**Written request**
Could you print every one of the lines below exactly, leaving out the pictures?

**Input data**
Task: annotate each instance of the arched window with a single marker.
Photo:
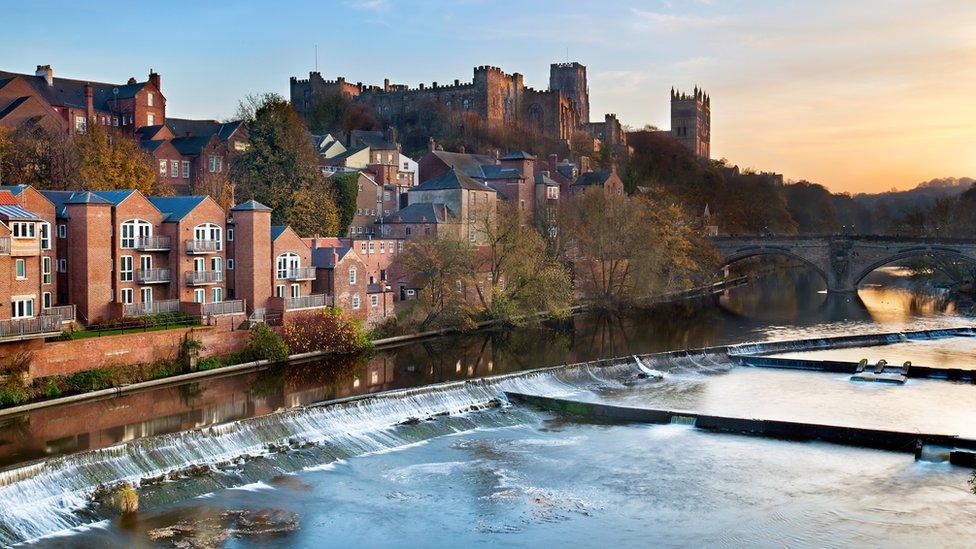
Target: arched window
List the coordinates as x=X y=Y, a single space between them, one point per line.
x=287 y=262
x=209 y=231
x=133 y=231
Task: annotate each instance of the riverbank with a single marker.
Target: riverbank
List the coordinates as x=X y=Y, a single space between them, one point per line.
x=260 y=365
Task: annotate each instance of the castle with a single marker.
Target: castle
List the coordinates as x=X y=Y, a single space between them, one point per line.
x=691 y=120
x=498 y=98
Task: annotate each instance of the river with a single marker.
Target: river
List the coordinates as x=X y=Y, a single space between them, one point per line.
x=502 y=477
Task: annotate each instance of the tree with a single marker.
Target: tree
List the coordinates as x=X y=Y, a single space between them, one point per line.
x=281 y=159
x=109 y=159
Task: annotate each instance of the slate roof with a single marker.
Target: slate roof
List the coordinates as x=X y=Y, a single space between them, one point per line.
x=421 y=212
x=175 y=208
x=452 y=180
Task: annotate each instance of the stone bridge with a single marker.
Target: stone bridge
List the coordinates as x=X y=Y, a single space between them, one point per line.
x=843 y=260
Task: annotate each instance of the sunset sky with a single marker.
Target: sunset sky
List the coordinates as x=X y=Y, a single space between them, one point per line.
x=860 y=96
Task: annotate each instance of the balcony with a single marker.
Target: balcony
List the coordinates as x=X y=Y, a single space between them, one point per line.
x=301 y=273
x=65 y=312
x=234 y=306
x=153 y=276
x=153 y=243
x=198 y=247
x=151 y=308
x=30 y=328
x=305 y=302
x=202 y=278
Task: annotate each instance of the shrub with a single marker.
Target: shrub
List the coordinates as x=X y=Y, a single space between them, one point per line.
x=264 y=344
x=325 y=331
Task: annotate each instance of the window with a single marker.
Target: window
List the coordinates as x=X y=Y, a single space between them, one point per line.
x=125 y=269
x=133 y=230
x=209 y=231
x=287 y=262
x=45 y=236
x=23 y=229
x=22 y=308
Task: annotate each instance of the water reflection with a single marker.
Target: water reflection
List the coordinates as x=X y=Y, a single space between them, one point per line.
x=784 y=305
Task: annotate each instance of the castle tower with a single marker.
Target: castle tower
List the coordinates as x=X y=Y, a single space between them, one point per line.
x=691 y=121
x=570 y=79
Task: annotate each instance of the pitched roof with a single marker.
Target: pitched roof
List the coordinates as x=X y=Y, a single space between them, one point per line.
x=175 y=208
x=251 y=205
x=451 y=180
x=421 y=212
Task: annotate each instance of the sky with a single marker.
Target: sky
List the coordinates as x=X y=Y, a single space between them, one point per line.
x=861 y=96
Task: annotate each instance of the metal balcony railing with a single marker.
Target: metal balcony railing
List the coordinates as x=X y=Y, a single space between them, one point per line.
x=153 y=243
x=202 y=246
x=301 y=273
x=65 y=312
x=305 y=302
x=153 y=276
x=234 y=306
x=151 y=307
x=202 y=278
x=25 y=328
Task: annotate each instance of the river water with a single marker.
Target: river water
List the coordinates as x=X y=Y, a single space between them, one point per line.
x=513 y=476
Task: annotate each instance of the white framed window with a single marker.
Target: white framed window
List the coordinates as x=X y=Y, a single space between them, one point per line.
x=45 y=235
x=22 y=308
x=287 y=262
x=23 y=229
x=133 y=230
x=125 y=268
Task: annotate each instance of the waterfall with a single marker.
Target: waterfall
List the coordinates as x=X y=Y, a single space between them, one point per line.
x=51 y=496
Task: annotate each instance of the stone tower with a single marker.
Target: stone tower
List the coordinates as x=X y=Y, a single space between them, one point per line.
x=570 y=79
x=691 y=121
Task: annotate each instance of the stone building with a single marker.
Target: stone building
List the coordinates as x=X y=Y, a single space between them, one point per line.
x=691 y=121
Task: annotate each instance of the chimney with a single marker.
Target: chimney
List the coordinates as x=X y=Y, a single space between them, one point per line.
x=47 y=72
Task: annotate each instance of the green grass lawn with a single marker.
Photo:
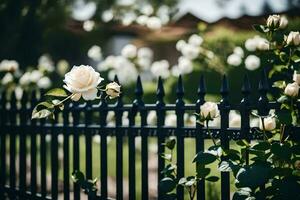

**Correct result**
Task: annotate each instance of the arched window with a single marker.
Photo:
Target: arched window
List the coordinates as x=X y=Y, a single space between them, one point per line.
x=287 y=262
x=209 y=231
x=133 y=231
Task: annotate each instance of the riverbank with a single marker.
Target: riverbank
List the coordinates as x=X y=Y, a single space between them, one point per line.
x=260 y=365
Task: annotate each instance of the castle with a single marker.
Target: castle
List the coordinates as x=X y=Y, a single space between them, one point per line.
x=691 y=120
x=498 y=98
Task: annotate each instance of the river with a single marker.
Target: river
List the coordinates as x=X y=Y, a single space between them, one point per line.
x=502 y=477
Task: annotate each instance of the tree with a single marker.
Target: tree
List the coordinates as x=X y=Y, a single space between them, one point per line.
x=281 y=159
x=109 y=159
Task: annotate each instance of the slate roof with a single marker.
Target: slate roof
List the coordinates as x=X y=Y, a single space between them, one point per line.
x=421 y=212
x=175 y=208
x=452 y=180
Task: annotate each instance of the stone bridge with a single marker.
Target: stone bridge
List the coordinates as x=X y=Y, a single space between them, one point per line.
x=843 y=260
Task: annotate each instance of the sunset sky with a single marker.
Target: sunset sky
List the coordinates as x=X y=Y, a single space between them, one point per line.
x=860 y=96
Task: annotate each instance of the balcony with a single marker.
Target: balcony
List the coordinates as x=X y=Y, a single space between them, one point per line.
x=301 y=273
x=65 y=312
x=234 y=306
x=153 y=276
x=153 y=243
x=198 y=247
x=151 y=308
x=30 y=328
x=305 y=302
x=202 y=278
Task: annotate each instance of the shrub with a single marker.
Target: shrub
List the coordinates as x=X y=Y, a single space between them, one point per line.
x=264 y=344
x=325 y=331
Task: annotate each instance of the window with a single marker.
Target: window
List the coordinates as x=X y=Y, a single space between them, one point per line.
x=125 y=269
x=133 y=230
x=209 y=231
x=287 y=262
x=45 y=236
x=23 y=229
x=22 y=308
Task: annotate each instance of the water reflection with a single marker.
Target: water reflection
List the coordinates as x=X y=Y, a single space between them, one point per line.
x=784 y=305
Task: annotate each instance of the castle tower with a single marker.
Target: castle tower
List the coordinates as x=X y=Y, a single space between them, one point per line.
x=691 y=121
x=570 y=79
Task: annotate each instance of the pitched roof with a single marker.
Target: pitched roof
List the coordinates as x=X y=Y, a single space between them, one point per line.
x=175 y=208
x=251 y=205
x=451 y=180
x=421 y=212
Task: annotate each instance of the sky with a single marker.
Target: sky
List the coordinates as x=X y=Y, a single space between them, one point per line.
x=861 y=96
Task: annotate each instance of the metal balcony railing with a single marker.
Target: metal balcony railing
List the coordinates as x=X y=Y, a single space between them, one point per line.
x=153 y=243
x=202 y=246
x=301 y=273
x=65 y=312
x=305 y=302
x=153 y=276
x=234 y=306
x=151 y=307
x=202 y=278
x=25 y=328
Task: annotate each instance of the river water with a single marker.
Target: river water
List the coordinates as x=X y=Y, a single space between them, one point per line.
x=513 y=476
Task: annotate each instance of the white framed window with a single marker.
Target: white framed window
List the coordinates as x=X y=Y, a single space between them, one point per line.
x=45 y=235
x=22 y=308
x=287 y=262
x=23 y=229
x=133 y=230
x=125 y=268
Task: annotate each instance of the waterfall with a single marker.
Target: waterfall
List the coordinates as x=X y=Y, a single space between them, one point per line.
x=51 y=496
Task: annotate each instance of the stone tower with a single marker.
Target: stone tower
List the coordinates as x=X y=Y, a single space between them, one point per line.
x=570 y=79
x=691 y=121
Task: annotate each instance of the stone building with a single marker.
Target: stone building
List the coordinates as x=X y=Y, a single space between them, one point per line.
x=691 y=121
Task: annotate each instance of the chimney with a single marker.
Target: chimney
List the coordinates as x=X y=Y, a single space between them, one point per line.
x=47 y=72
Task: annotate each instance of the green grass lawn with a single marker.
Photo:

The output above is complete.